== INFORMATION SUPPLIED ==

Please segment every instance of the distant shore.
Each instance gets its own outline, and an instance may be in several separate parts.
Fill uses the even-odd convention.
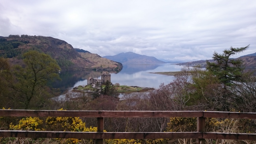
[[[151,73],[154,73],[155,74],[163,74],[164,75],[174,75],[179,73],[180,71],[177,72],[150,72]]]

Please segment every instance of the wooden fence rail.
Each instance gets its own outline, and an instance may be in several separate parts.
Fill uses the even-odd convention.
[[[0,110],[0,116],[62,117],[97,118],[97,132],[0,130],[0,137],[75,138],[97,139],[103,143],[104,139],[197,139],[197,143],[205,143],[205,139],[256,140],[256,134],[205,131],[205,119],[215,118],[256,119],[256,113],[202,111],[82,111]],[[104,118],[197,117],[195,132],[103,132]]]

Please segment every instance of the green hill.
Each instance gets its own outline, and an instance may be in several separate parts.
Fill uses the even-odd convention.
[[[0,36],[0,57],[9,58],[13,64],[21,64],[22,54],[30,50],[38,50],[50,55],[57,61],[62,70],[78,69],[121,69],[121,63],[112,61],[110,64],[98,65],[93,59],[88,59],[77,51],[66,41],[49,37],[22,35],[10,35],[8,37]],[[80,50],[81,52],[89,52]],[[102,58],[100,61],[105,59]]]

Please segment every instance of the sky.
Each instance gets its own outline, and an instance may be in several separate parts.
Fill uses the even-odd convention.
[[[206,60],[250,44],[256,52],[256,1],[0,1],[0,36],[51,37],[113,56]]]

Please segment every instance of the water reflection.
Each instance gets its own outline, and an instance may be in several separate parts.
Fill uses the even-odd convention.
[[[182,66],[169,64],[125,64],[119,73],[109,71],[111,74],[111,82],[121,85],[137,86],[158,88],[162,83],[167,84],[173,79],[172,76],[150,73],[151,72],[179,71]],[[102,71],[77,70],[61,72],[60,76],[61,81],[52,85],[55,88],[63,91],[69,88],[87,84],[89,77],[100,79]]]

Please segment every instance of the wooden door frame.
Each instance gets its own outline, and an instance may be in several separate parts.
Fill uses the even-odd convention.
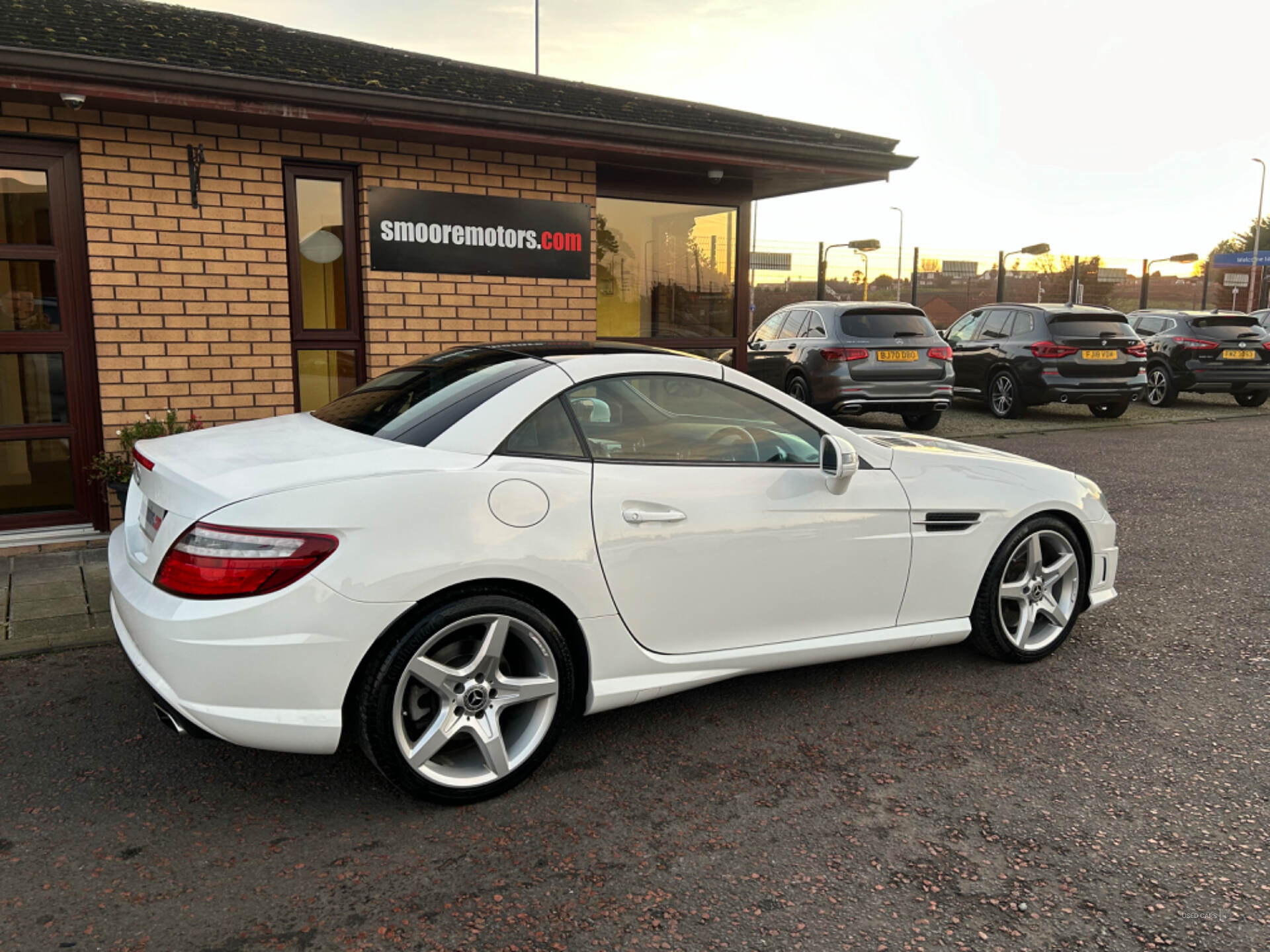
[[[23,352],[34,345],[64,349],[66,353],[66,405],[71,430],[71,468],[74,471],[75,509],[51,513],[0,515],[0,531],[71,526],[88,519],[98,529],[109,526],[105,494],[88,480],[88,466],[102,451],[102,390],[97,378],[97,343],[93,329],[93,297],[88,273],[88,231],[84,225],[84,185],[79,161],[79,140],[25,138],[0,136],[0,166],[22,168],[32,157],[42,164],[50,182],[50,212],[53,244],[47,253],[25,255],[53,260],[57,265],[58,310],[62,315],[60,334],[37,334],[23,341]],[[57,174],[60,164],[61,174]],[[53,199],[53,188],[61,201]],[[29,249],[29,246],[25,246]],[[39,246],[43,249],[43,246]],[[0,245],[0,258],[4,258]],[[69,319],[69,320],[67,320]],[[69,326],[67,326],[69,325]],[[47,353],[43,350],[41,353]],[[41,439],[50,428],[22,426],[24,439]],[[18,426],[0,428],[8,437],[18,437]],[[55,437],[62,438],[62,437]]]

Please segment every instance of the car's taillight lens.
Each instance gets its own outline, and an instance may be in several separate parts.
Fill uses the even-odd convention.
[[[1054,359],[1055,357],[1071,357],[1081,348],[1055,344],[1053,340],[1038,340],[1027,349],[1033,352],[1034,357],[1039,357],[1041,359]]]
[[[183,598],[241,598],[286,588],[335,551],[334,536],[194,523],[168,550],[155,585]]]
[[[867,360],[869,352],[862,347],[827,347],[822,348],[820,357],[831,363],[842,363],[843,360]]]

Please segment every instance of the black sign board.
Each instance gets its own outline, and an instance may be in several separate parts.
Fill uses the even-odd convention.
[[[370,211],[373,270],[591,277],[583,202],[372,188]]]

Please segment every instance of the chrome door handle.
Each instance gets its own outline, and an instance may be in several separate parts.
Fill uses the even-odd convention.
[[[631,526],[639,526],[644,522],[679,522],[688,517],[678,509],[622,509],[622,518]]]

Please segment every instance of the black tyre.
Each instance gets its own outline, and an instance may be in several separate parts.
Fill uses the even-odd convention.
[[[1062,519],[1038,515],[1001,543],[970,612],[970,645],[1002,661],[1036,661],[1062,645],[1080,614],[1088,569]]]
[[[1173,374],[1162,363],[1147,368],[1147,405],[1172,406],[1177,402],[1177,385]]]
[[[1128,400],[1121,400],[1116,404],[1090,404],[1090,413],[1104,420],[1114,420],[1116,416],[1124,416],[1124,411],[1128,409]]]
[[[574,698],[569,646],[535,605],[489,593],[413,625],[372,664],[358,741],[380,772],[434,803],[472,803],[523,781]]]
[[[1234,393],[1234,402],[1240,406],[1261,406],[1266,397],[1270,397],[1270,390],[1241,390]]]
[[[1017,420],[1024,415],[1019,381],[1010,371],[999,371],[988,382],[988,409],[998,420]]]
[[[925,414],[904,414],[904,426],[916,432],[932,430],[940,425],[940,418],[944,414],[940,410],[931,410]]]
[[[812,401],[812,387],[808,385],[806,377],[801,373],[790,374],[790,378],[785,381],[785,392],[800,404]]]

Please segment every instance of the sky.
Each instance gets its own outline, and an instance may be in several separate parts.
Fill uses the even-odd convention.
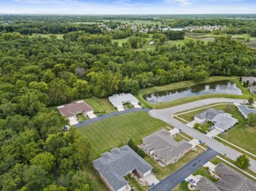
[[[256,13],[256,0],[0,0],[0,14]]]

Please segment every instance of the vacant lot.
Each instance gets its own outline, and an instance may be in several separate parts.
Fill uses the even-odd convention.
[[[117,111],[117,109],[115,109],[108,98],[99,99],[92,97],[85,99],[85,101],[94,109],[96,115],[104,114]]]
[[[79,130],[91,141],[94,160],[114,147],[125,145],[129,139],[139,144],[142,137],[167,126],[141,111],[102,120]]]

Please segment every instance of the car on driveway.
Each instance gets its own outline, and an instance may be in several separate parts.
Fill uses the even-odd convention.
[[[193,184],[194,186],[196,186],[196,181],[193,179],[189,177],[188,178],[188,182],[190,183],[191,183],[192,184]]]

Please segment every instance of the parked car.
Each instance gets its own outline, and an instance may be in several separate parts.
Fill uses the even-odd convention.
[[[194,180],[193,180],[192,178],[188,178],[188,181],[192,184],[194,184],[196,183],[196,181]]]
[[[192,184],[193,184],[194,186],[196,186],[196,181],[194,179],[192,179],[192,178],[190,178],[190,177],[188,178],[188,182],[190,183],[191,183]]]

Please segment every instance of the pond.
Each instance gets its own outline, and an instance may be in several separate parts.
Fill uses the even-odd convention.
[[[168,102],[179,99],[203,94],[242,95],[236,84],[228,80],[217,81],[196,84],[188,88],[158,92],[143,95],[143,98],[152,103]]]

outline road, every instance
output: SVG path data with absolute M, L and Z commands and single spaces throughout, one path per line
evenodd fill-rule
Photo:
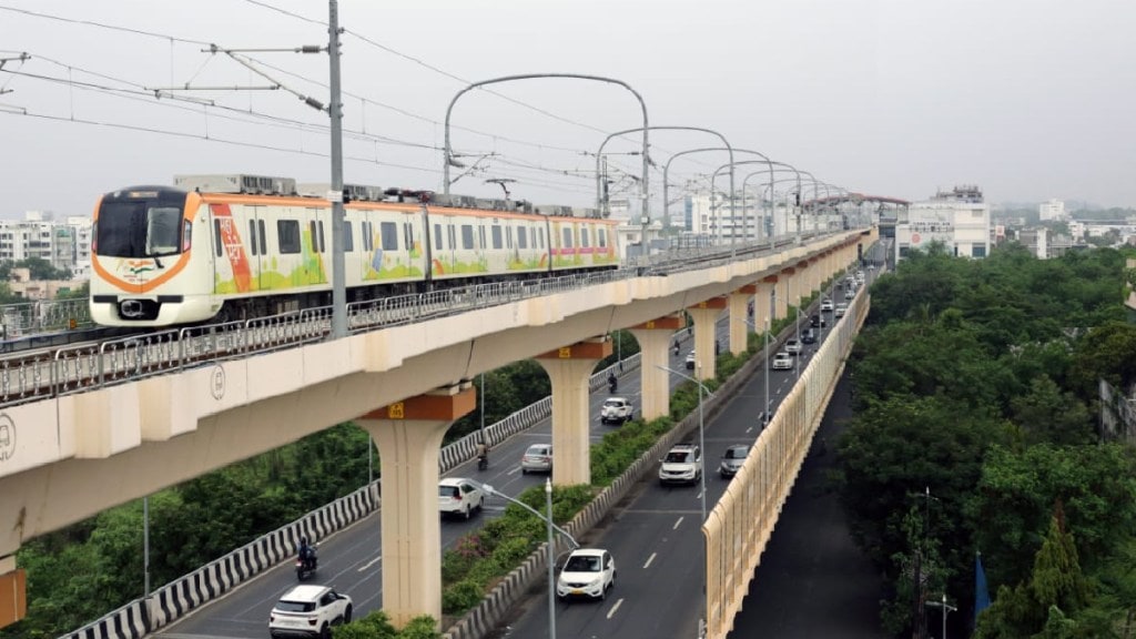
M 838 296 L 836 299 L 840 299 Z M 830 318 L 832 315 L 828 314 Z M 728 326 L 718 323 L 716 333 L 725 343 Z M 828 329 L 820 331 L 821 340 Z M 683 367 L 690 343 L 675 356 L 669 351 L 669 366 Z M 805 347 L 799 357 L 803 367 L 818 345 Z M 769 405 L 776 407 L 796 381 L 796 370 L 775 371 L 769 379 Z M 619 393 L 633 398 L 638 414 L 640 375 L 632 372 L 620 380 Z M 683 381 L 671 375 L 671 388 Z M 718 478 L 717 467 L 722 453 L 730 445 L 752 442 L 760 432 L 765 400 L 765 374 L 757 374 L 735 395 L 729 406 L 713 422 L 705 424 L 707 508 L 717 503 L 726 482 Z M 607 388 L 592 393 L 591 415 L 599 415 L 599 406 L 608 397 Z M 603 426 L 593 417 L 591 439 L 599 441 L 604 433 L 618 426 Z M 696 434 L 694 438 L 696 439 Z M 496 446 L 488 471 L 478 472 L 475 463 L 465 464 L 445 476 L 470 476 L 490 483 L 494 490 L 510 496 L 519 495 L 544 482 L 544 475 L 520 472 L 524 450 L 535 442 L 551 442 L 551 423 L 541 424 Z M 797 490 L 800 492 L 800 489 Z M 442 522 L 442 547 L 452 548 L 457 540 L 477 530 L 483 518 L 499 516 L 504 504 L 490 498 L 485 512 L 470 521 Z M 618 570 L 617 587 L 603 603 L 558 603 L 557 624 L 560 637 L 604 637 L 655 639 L 659 637 L 695 637 L 701 615 L 702 548 L 700 487 L 661 487 L 644 482 L 595 530 L 580 541 L 588 547 L 610 550 Z M 778 524 L 780 528 L 782 524 Z M 382 607 L 382 541 L 379 514 L 340 531 L 320 543 L 319 573 L 315 582 L 333 584 L 354 599 L 354 616 L 361 617 Z M 774 539 L 777 539 L 775 532 Z M 767 550 L 767 557 L 772 555 Z M 228 592 L 209 605 L 164 629 L 158 637 L 165 639 L 206 639 L 260 636 L 266 631 L 268 612 L 273 604 L 295 586 L 291 562 L 267 571 L 257 579 Z M 509 628 L 500 637 L 543 637 L 548 634 L 546 595 L 532 597 L 512 613 Z M 875 606 L 872 606 L 875 609 Z
M 883 581 L 852 543 L 844 512 L 826 478 L 835 463 L 833 446 L 820 445 L 821 440 L 835 442 L 851 417 L 850 388 L 844 377 L 836 385 L 729 639 L 886 637 L 879 626 Z
M 829 314 L 830 318 L 830 314 Z M 821 340 L 828 330 L 821 332 Z M 808 364 L 820 343 L 800 355 Z M 771 371 L 774 407 L 796 382 L 796 371 Z M 759 372 L 704 424 L 707 509 L 727 482 L 718 475 L 722 454 L 734 443 L 752 443 L 761 431 L 758 414 L 765 403 L 765 372 Z M 698 432 L 691 440 L 698 442 Z M 557 637 L 587 639 L 660 639 L 698 637 L 702 616 L 702 517 L 700 487 L 663 487 L 649 475 L 604 522 L 580 540 L 605 548 L 615 557 L 616 587 L 604 601 L 558 601 Z M 546 590 L 542 586 L 542 590 Z M 549 636 L 548 595 L 543 591 L 517 606 L 493 636 Z
M 724 340 L 726 332 L 725 321 L 719 321 L 716 327 L 719 339 Z M 675 356 L 674 351 L 669 351 L 669 366 L 676 371 L 685 372 L 683 363 L 688 351 L 688 341 L 685 342 L 685 348 L 680 350 L 678 356 Z M 637 371 L 628 373 L 620 379 L 617 395 L 630 398 L 635 405 L 635 414 L 640 415 L 642 408 L 640 375 Z M 676 388 L 682 382 L 682 377 L 671 375 L 671 388 Z M 618 428 L 601 425 L 599 422 L 599 407 L 608 397 L 608 389 L 604 385 L 594 391 L 590 399 L 590 414 L 593 416 L 590 437 L 593 442 L 599 442 L 605 433 Z M 478 472 L 476 462 L 470 462 L 445 473 L 444 476 L 471 478 L 475 481 L 493 486 L 496 491 L 516 497 L 529 487 L 543 484 L 546 476 L 535 473 L 526 475 L 520 472 L 520 458 L 525 449 L 532 443 L 551 443 L 551 421 L 544 420 L 528 431 L 495 446 L 491 456 L 491 467 L 487 471 Z M 490 497 L 486 499 L 485 511 L 469 521 L 443 520 L 442 549 L 452 548 L 459 538 L 478 530 L 484 523 L 484 518 L 500 516 L 504 506 L 502 499 Z M 696 507 L 695 503 L 695 509 Z M 696 530 L 698 517 L 698 513 L 693 517 L 688 517 L 687 525 L 694 526 Z M 336 590 L 350 595 L 354 600 L 356 619 L 379 609 L 383 605 L 379 522 L 379 513 L 376 512 L 323 540 L 319 545 L 319 572 L 310 581 L 311 583 L 332 584 Z M 162 629 L 156 637 L 162 639 L 185 639 L 189 637 L 206 639 L 262 636 L 267 632 L 268 612 L 281 595 L 295 584 L 292 562 L 284 562 Z

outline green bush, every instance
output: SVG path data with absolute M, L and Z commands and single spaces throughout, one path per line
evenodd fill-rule
M 502 566 L 517 566 L 536 548 L 536 540 L 525 537 L 506 539 L 493 551 L 493 559 Z
M 400 634 L 391 625 L 385 612 L 375 611 L 351 623 L 332 628 L 332 637 L 335 639 L 396 639 Z
M 471 579 L 459 581 L 442 590 L 442 612 L 448 615 L 461 614 L 476 606 L 485 596 L 485 588 Z

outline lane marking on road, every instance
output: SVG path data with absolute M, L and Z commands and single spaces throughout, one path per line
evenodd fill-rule
M 362 572 L 362 571 L 369 569 L 370 566 L 373 566 L 373 565 L 375 565 L 375 564 L 377 564 L 377 563 L 379 563 L 382 561 L 383 561 L 383 556 L 379 555 L 379 556 L 375 557 L 374 559 L 367 562 L 362 566 L 360 566 L 358 572 Z
M 621 605 L 623 603 L 624 603 L 624 600 L 623 600 L 623 599 L 619 599 L 618 601 L 616 601 L 616 605 L 615 605 L 615 606 L 611 606 L 611 609 L 610 609 L 610 611 L 608 611 L 608 619 L 611 619 L 611 617 L 616 616 L 616 611 L 618 611 L 618 609 L 619 609 L 619 606 L 620 606 L 620 605 Z

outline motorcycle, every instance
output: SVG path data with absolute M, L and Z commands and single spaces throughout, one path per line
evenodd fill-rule
M 302 559 L 300 557 L 296 557 L 296 559 L 295 559 L 295 578 L 296 578 L 296 580 L 298 581 L 303 581 L 303 580 L 308 579 L 309 576 L 315 575 L 316 574 L 316 566 L 318 565 L 318 563 L 319 563 L 319 558 L 316 557 L 316 548 L 315 548 L 315 546 L 312 546 L 312 548 L 311 548 L 311 557 L 309 557 L 307 561 L 304 561 L 304 559 Z

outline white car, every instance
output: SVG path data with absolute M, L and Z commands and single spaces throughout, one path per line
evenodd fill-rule
M 327 586 L 296 586 L 273 606 L 268 614 L 268 633 L 273 639 L 329 639 L 333 625 L 351 623 L 352 608 L 351 597 Z
M 442 515 L 473 516 L 485 505 L 485 493 L 479 486 L 462 478 L 448 478 L 437 482 L 437 509 Z
M 774 356 L 772 362 L 774 371 L 792 371 L 793 370 L 793 356 L 785 352 L 784 350 Z
M 662 458 L 659 483 L 698 483 L 702 478 L 702 450 L 693 443 L 676 443 Z
M 578 548 L 568 555 L 557 579 L 557 597 L 605 599 L 616 586 L 616 561 L 599 548 Z
M 520 474 L 528 473 L 551 473 L 552 472 L 552 445 L 534 443 L 525 450 L 525 456 L 520 458 Z
M 601 424 L 623 424 L 635 418 L 635 407 L 626 397 L 609 397 L 600 406 Z

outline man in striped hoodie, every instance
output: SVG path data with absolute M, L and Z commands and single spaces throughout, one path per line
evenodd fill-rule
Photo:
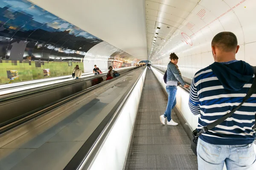
M 223 117 L 240 104 L 254 75 L 252 67 L 236 59 L 238 45 L 230 32 L 216 35 L 212 41 L 215 62 L 195 74 L 191 85 L 189 106 L 200 115 L 198 132 Z M 252 54 L 254 55 L 253 54 Z M 256 170 L 253 142 L 255 132 L 256 94 L 230 117 L 200 135 L 198 142 L 199 170 Z

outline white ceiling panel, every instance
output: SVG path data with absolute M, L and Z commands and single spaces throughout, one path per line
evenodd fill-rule
M 185 18 L 189 12 L 166 5 L 160 4 L 159 11 Z
M 157 11 L 146 8 L 146 14 L 157 16 Z
M 159 3 L 160 2 L 160 0 L 149 0 L 149 1 L 153 1 L 155 2 L 156 3 Z
M 177 8 L 190 12 L 197 5 L 197 3 L 187 0 L 160 0 L 160 3 Z
M 157 17 L 160 18 L 170 20 L 171 21 L 178 23 L 179 24 L 181 24 L 181 23 L 182 23 L 182 22 L 185 20 L 184 18 L 177 17 L 172 14 L 168 14 L 165 12 L 163 12 L 161 11 L 158 11 L 158 13 L 157 13 Z
M 154 25 L 155 25 L 156 24 L 156 22 L 154 21 L 152 21 L 151 20 L 146 20 L 146 23 L 148 24 Z
M 149 0 L 146 0 L 145 3 L 146 8 L 147 8 L 154 9 L 155 10 L 157 10 L 158 9 L 159 3 L 149 1 Z
M 175 28 L 178 28 L 179 27 L 179 26 L 180 26 L 180 25 L 178 23 L 175 23 L 174 22 L 170 20 L 166 20 L 165 19 L 160 18 L 159 17 L 157 17 L 157 21 L 158 22 L 158 23 L 162 23 L 163 24 L 165 24 L 166 25 L 168 25 L 169 26 L 172 26 L 172 27 L 175 27 Z
M 147 24 L 147 28 L 154 28 L 155 25 L 152 24 Z
M 152 15 L 146 15 L 146 19 L 155 21 L 157 19 L 157 17 Z

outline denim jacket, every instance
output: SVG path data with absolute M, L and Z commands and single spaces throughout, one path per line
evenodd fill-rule
M 182 86 L 186 85 L 186 83 L 179 74 L 178 70 L 174 64 L 171 62 L 169 62 L 167 66 L 167 81 L 180 82 Z

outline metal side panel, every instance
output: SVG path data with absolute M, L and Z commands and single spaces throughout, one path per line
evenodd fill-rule
M 126 170 L 197 170 L 190 140 L 174 111 L 177 126 L 163 125 L 159 116 L 165 111 L 167 97 L 151 71 L 147 72 Z

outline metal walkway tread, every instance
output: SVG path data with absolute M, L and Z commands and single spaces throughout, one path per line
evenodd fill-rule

===

EXERCISE:
Copy out the lines verbatim, beginning with the line that has "outline metal walkway tread, every instance" and ending with the last line of the rows.

EXERCISE RESULT:
outline metal walkway tread, every instance
output: SVG path data with absolute M, L and Z commands and single spaces throughout, one path per line
evenodd fill-rule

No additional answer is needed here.